» Task to complete
Repeat exactly, and only, the lines from the line containing "Query: white flag on pole" through the last line of the records below, including both.

==== Records shown

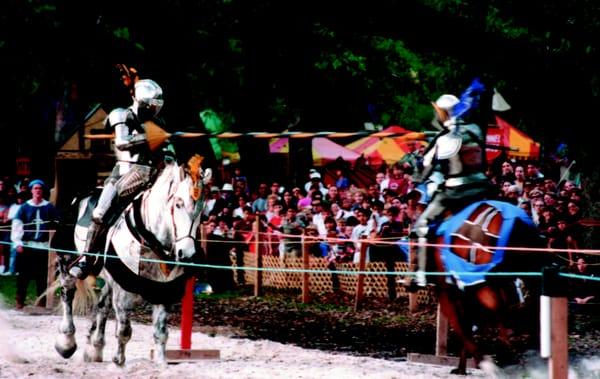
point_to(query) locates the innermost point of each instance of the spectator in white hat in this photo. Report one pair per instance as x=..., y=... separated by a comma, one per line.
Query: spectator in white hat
x=315, y=178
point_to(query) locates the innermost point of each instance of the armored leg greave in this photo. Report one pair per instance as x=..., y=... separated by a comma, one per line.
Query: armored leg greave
x=104, y=202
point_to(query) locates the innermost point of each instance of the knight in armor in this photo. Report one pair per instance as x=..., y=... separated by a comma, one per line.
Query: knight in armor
x=453, y=172
x=135, y=167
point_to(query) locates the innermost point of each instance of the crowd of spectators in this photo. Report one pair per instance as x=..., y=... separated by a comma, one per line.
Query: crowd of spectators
x=342, y=213
x=339, y=214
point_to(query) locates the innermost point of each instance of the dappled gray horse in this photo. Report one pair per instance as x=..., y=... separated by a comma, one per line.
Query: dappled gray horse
x=143, y=246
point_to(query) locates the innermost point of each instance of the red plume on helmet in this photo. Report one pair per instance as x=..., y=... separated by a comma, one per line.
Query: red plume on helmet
x=129, y=76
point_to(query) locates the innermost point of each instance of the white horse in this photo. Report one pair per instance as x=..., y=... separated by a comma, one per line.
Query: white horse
x=143, y=246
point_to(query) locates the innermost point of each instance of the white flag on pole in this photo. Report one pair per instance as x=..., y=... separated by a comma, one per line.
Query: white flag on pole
x=498, y=102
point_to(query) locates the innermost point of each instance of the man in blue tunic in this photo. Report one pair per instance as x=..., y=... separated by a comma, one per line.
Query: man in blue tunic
x=30, y=235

========

» Reply
Query: white flag on pole
x=498, y=102
point_to(query) locates the innermost point of each instance of the man in blue tunic in this photo. Report one pair per instance as x=..., y=... separated by a comma, one per line.
Query: man in blue tunic
x=30, y=235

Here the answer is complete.